Série d'exercices =
a - D'après le texte sur le plan stratégique national de la PAC, combien d'organisations le collectif Pour une autre PAC regroupe-t-il ?
b - Poursuivez le texte sur le plan stratégique national de la PAC à partir de sa dernière phrase.

Le plan stratégique national (PSN), déclinaison de la future politique agricole commune (PAC), vient d’être présenté par le ministre de l’agriculture Julien Denormandie. Et il risque bien de décourager les agriculteurs bio français.
Vendredi 21 mai, le ministre de l’Agriculture annonçait officiellement les premiers arbitrages du plan stratégique national (PSN), déclinaison de la future politique agricole commune (PAC). Le ministre évoque un maître mot : « la consolidation ». Il s’agit d’une PAC consolidée qui maintient les grands équilibres économiques en place. Mais elle risque surtout de décourager les agriculteurs bio français.
Les ONG fustigent ce nouveau plan. « Le constat que l’on peut tous faire est que la PAC actuelle ne fonctionne pas correctement, donc c’est cela que l’on va stabiliser », ironise Mathieu Courgeau, porte-parole de la plateforme Pour une autre PAC. Le collectif regroupant 46 organisations parle d’un « statu quo irresponsable ». La fédération nationale de l’agriculture biologique (Fnab) dénonce pour sa part « la caricature anti-environnementale » du gouvernement. Et pour la Confédération paysanne, le ministre est « en plein renoncement ».
Les agriculteurs bio craignent pour leur avenir
La Fnab dénonce l’abandon des aides au maintien à l’agriculture bio depuis 2017 et la baisse de certaines mesures agro-environnementales et climatiques (MAEC) dites « systèmes ». Ces aides sont souvent préalables à la conversion bio des exploitations agricoles. Sur les 260 millions d’euros d’aides annuelles dédiées aux MAEC, 30 millions vont être redéployées à des mesures localisées et 22 millions d’euros pourraient être redéployées sur des MAEC forfaitaires si le règlement européen l’autorise. En plus, 33 millions d’euros seraient alloués aux Régions pour le renouvellement des générations. « Le redéploiement de ces différents montants risque de faire baisser encore les aides aux MAEC systèmes utilisées en agriculture bio », déplore Mathieu Courgeau. Selon la Fnab, les paysans bio pourraient ainsi voir en 2023 leurs aides financières environnementales reculer de 66 %.

Documents sources =
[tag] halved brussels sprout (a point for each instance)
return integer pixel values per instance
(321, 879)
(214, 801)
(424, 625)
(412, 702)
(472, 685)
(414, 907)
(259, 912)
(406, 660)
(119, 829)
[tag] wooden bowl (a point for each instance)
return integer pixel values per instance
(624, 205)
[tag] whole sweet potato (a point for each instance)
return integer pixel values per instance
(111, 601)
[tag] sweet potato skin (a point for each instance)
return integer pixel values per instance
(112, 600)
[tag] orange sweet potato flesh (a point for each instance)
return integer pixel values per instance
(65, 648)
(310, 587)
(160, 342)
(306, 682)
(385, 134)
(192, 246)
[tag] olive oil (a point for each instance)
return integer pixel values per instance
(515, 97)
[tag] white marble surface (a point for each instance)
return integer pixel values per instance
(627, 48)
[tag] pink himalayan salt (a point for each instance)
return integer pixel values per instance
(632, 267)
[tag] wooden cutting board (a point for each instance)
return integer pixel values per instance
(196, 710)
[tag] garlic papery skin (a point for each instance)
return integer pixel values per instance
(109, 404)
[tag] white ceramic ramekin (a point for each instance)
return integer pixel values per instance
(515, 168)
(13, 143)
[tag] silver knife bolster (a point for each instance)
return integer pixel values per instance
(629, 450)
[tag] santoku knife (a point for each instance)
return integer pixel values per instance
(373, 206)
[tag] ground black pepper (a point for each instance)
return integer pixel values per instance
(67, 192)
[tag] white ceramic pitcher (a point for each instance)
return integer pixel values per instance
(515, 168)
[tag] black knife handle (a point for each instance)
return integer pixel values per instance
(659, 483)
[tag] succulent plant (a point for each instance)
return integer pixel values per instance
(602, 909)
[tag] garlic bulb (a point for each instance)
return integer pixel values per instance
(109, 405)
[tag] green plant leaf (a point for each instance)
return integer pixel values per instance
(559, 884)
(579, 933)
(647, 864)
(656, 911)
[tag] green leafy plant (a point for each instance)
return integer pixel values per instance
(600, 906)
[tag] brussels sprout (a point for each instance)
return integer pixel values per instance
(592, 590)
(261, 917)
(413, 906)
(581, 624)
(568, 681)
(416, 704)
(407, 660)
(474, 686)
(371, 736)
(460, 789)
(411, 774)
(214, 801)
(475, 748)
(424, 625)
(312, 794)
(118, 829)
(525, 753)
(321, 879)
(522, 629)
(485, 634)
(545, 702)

Réponses par exercice =
a - 46 organisations.

b -
Le ministère de l’agriculture préfère communiquer sur un autre chiffre : une hausse de 250 millions à 340 millions d’euros des aides à la conversion bio. « La communication sur une enveloppe augmentée pour les paysans conventionnels qui veulent se convertir à la bio n’est que poudre aux yeux, ce budget est fictif et ne sera jamais dépensé, personne n’ira se convertir sans soutien durable », dénonce Loïc Madeline, secrétaire national PAC à la FNAB.
Mettre sur un pied d’égalité Haute Valeur Environnementale et bio
Dans la PAC actuelle, 30 % des aides directes concernent le « paiement vert ». Cette aide est versée à tout exploitant qui respecte trois critères environnementaux. Pour y prétendre, les exploitants doivent contribuer au maintien, au niveau régional, d’un ratio de prairies permanentes par rapport à la surface agricole utile de la région et ne pas retourner certaines prairies permanentes, dites « sensibles ». En plus, ils doivent diversifier leurs cultures avec au moins trois cultures dans le cas général. Et ils doivent disposer d’au moins 5 % de surfaces d’intérêt écologique (SIE) sur leur exploitation.
Avec la nouvelle PAC, ces aides deviennent une conditionnalité à l’ensemble des aides. Leur budget dédié est donc réorienté sur différents postes. Mais il y a une nouveauté en théorie à vocation environnementale : l’écorégime. Celui-ci représentera désormais 25 % des aides du premier pilier de la PAC en France. Le ministre prévoit deux niveaux (base et supérieur). Cet écorégime se veut « accessible à tous », selon le ministre. Ainsi, il sera accessible via trois voies d’accès : les pratiques agricoles, les certifications environnementales ou les infrastructures agroécologiques. « Le problème est que le niveau de base sera accessible à un niveau de certification environnementale 2+, un niveau qui reste à construire et qui risque de ne pas être assez ambitieux lorsque l’on sait que le niveau 2 est le simple respect de la réglementation et que le niveau 3 – le plus haut niveau – a déjà plusieurs trous dans la raquette. Ce qui a provoqué la colère des agriculteurs bio est que l’écorégime supérieur met sur le même pied d’égalité l’agriculture bio et les exploitations certifiées Haute Valeur environnementale (niveau 3) ».